### What the task asks
In the copy, include every entry exactly but none of the pictures.

Region pointing data

- Opening Delimiter -

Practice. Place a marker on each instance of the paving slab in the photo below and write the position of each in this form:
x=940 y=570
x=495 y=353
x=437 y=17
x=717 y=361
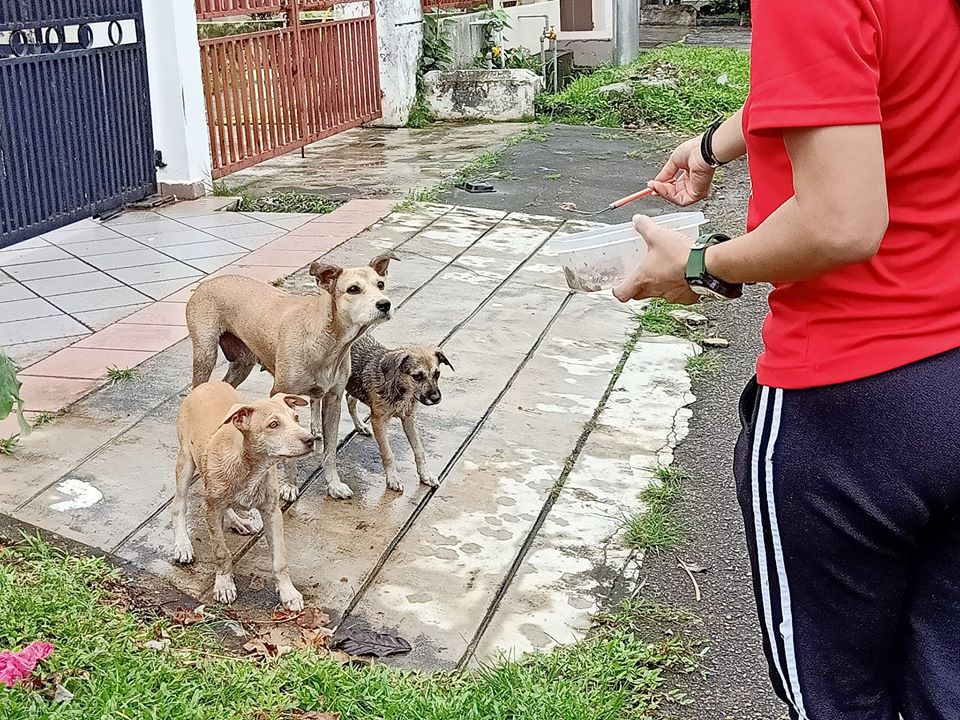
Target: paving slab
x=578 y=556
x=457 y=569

- Closing Delimiter -

### Written solution
Practice. Place a marker on each instance of the paving slab in the photo below and write the position of each in this form:
x=940 y=570
x=495 y=353
x=437 y=17
x=717 y=361
Target: paving slab
x=578 y=556
x=457 y=569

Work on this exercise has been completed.